実施課題 =
A. 提示文のうち、「情報モラルと生涯学習 (じょうほうもらるとしょうがいがくしゅう)」で始まり「わる考え方という側面も持つ。」で終わる範囲を一字一句違えずに書き写してください。
B. 提示文の内容に基づき、次の問いに答えてください。
(i) 情報モラルはどのような項目に分けられるとされているか。
(ii) 個人情報の扱いで肝心なこととして挙げられている点は何か。
(iii) 肖像権法という法律は存在するか。また、肖像権は何から考えられるとされているか。

提示文 =
►
生涯学習研究e事典
 
登録/更新年月日:2007(平成19)年12月5日
 
 

情報モラルと生涯学習 (じょうほうもらるとしょうがいがくしゅう)

キーワード : 著作権、肖像権、個人情報、ネチケット、セキュリティ
坂井知志(さかいともじ)
1.情報モラル
   
 
 
 
  【定義】
 情報モラルは、著作権、肖像権、個人情報、ネチケット、セキュリティなどに分けられる。インターネットによる情報発信だけではなく、インターネットを通じた受信情報の扱いなどにも関わる問題である。ここ数年、有害情報への対応だけではなく誹謗中傷など人権侵害の観点からも注目されている。また、インターネットだけではなく印刷媒体としてのチラシや教材としての音楽、映画などの扱いにも関わる考え方という側面も持つ。
【説明】
 最初に個人情報についてであるが、生涯学習事業を実施する上では、個人情報などを扱わない訳にはいかない。従来は、講座などの参加者名簿に連絡先の住所や電話番号、職業、性別、誕生日などの記入欄を疑いなく設けていたが、これらについては、何故必要なのかについての検討を加えなくてはならない。また、講座申し込み用葉書に記入欄が見えないようにシールなどを貼るなどの工夫が施されている事例も散見する。これは、法律などで一律に求められている行為ではないが、そこまで念を入れて対応している例が出ていることは注視しなければならない。個人情報については、生涯学習の分野において十分定着していない面も多いが、肝心なことは利用目的を明らかにしてから個人情報を収集し、それ以外の用途への転用をしないことと管理体制を整えることが求められているのであって必要以上に難しく考える必要はない。
 次に、肖像権の問題であるが、生涯学習講座を実施していくうえで、次年度の広報用チラシに掲載する写真を撮影することは一般的に行われていた。しかし、このような行為にも本人の了解が必要になってきている。個人を特定できる写真は、個人情報という側面もあるが、肖像権の問題でもある。肖像権法という法律は存在しないが、憲法の基本的人権の侵害から考えられる。有名タレントや演奏家・舞踊家のブロマイドを講座でコピーし、参加者に配布することは問題がある。また、講座の参加者の写真を無断で用途も明確にしないで撮影し、印刷物やホームページに掲載することは肖像権の人格権の侵害である。このように肖像権はむやみに自らの姿や映像を公開されること(人格権)や有名な人の写真という商品価値のあるもののコピーが無断で流通することの歯止め(財産権)の考え方の二つの側面と他の権利が絡み合っている権利である。
 次に、インターネットを活用する上でのエチケットやマナーともいうべき考え方、いわゆるネチケットがあるが、この考え方は著作権などの法律の問題から大きなデータを送信しないことというテクニカルな問題まで幅広く、情報モラルと同意語で扱う場合がある。また、セキュリティについては、ウイルスやファイル交換ソフトを使わせないネットワーク全体の問題から個人の意識の問題まで幅広い。
 以上の問題を全て包含して情報モラルとして扱う場合が多い。
◄
行データ一覧 =
►
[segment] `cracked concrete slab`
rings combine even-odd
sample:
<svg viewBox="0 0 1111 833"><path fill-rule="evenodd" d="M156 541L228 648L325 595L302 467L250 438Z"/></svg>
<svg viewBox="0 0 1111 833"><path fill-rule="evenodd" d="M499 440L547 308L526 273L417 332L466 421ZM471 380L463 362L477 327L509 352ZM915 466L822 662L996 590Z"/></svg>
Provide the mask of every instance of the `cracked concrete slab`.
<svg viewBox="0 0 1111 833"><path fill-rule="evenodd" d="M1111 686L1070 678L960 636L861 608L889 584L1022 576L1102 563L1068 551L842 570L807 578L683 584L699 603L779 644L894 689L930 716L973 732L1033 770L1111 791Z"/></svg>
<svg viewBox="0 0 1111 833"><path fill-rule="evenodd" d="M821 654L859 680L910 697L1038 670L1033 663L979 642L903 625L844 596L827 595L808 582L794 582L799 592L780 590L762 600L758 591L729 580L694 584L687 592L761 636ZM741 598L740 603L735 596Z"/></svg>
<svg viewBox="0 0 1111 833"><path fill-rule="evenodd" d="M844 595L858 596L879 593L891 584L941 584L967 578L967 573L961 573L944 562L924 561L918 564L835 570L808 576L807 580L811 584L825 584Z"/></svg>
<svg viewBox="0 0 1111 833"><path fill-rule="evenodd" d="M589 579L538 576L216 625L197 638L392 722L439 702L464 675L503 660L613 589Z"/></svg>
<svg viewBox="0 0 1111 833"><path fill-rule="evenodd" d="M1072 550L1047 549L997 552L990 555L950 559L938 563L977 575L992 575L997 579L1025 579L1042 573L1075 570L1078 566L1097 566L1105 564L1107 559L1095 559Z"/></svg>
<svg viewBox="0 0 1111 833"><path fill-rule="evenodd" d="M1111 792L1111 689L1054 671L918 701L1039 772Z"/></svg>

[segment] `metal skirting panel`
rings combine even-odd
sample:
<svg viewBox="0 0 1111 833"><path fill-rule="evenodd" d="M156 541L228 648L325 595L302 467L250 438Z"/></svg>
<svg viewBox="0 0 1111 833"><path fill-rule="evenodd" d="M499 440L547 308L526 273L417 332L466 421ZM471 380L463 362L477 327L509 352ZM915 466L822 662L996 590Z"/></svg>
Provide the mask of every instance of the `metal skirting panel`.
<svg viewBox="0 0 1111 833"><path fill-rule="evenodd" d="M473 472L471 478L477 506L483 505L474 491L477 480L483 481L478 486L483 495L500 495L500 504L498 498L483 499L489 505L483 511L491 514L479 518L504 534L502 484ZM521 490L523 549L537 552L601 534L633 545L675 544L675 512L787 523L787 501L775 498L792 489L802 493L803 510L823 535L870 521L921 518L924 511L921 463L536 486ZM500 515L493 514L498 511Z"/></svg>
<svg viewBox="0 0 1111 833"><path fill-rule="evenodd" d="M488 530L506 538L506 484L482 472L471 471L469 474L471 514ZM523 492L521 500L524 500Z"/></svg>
◄
課題の解答 =
A.
情報モラルと生涯学習 (じょうほうもらるとしょうがいがくしゅう)

キーワード : 著作権、肖像権、個人情報、ネチケット、セキュリティ
坂井知志(さかいともじ)
1.情報モラル
   
 
 
 
  【定義】
 情報モラルは、著作権、肖像権、個人情報、ネチケット、セキュリティなどに分けられる。インターネットによる情報発信だけではなく、インターネットを通じた受信情報の扱いなどにも関わる問題である。ここ数年、有害情報への対応だけではなく誹謗中傷など人権侵害の観点からも注目されている。また、インターネットだけではなく印刷媒体としてのチラシや教材としての音楽、映画などの扱いにも関わる考え方という側面も持つ。

B.
(i) 著作権、肖像権、個人情報、ネチケット、セキュリティなど。
(ii) 利用目的を明らかにしてから個人情報を収集し、それ以外の用途へ転用しないこと、および管理体制を整えること。
(iii) 存在しない。憲法の基本的人権の侵害から考えられる。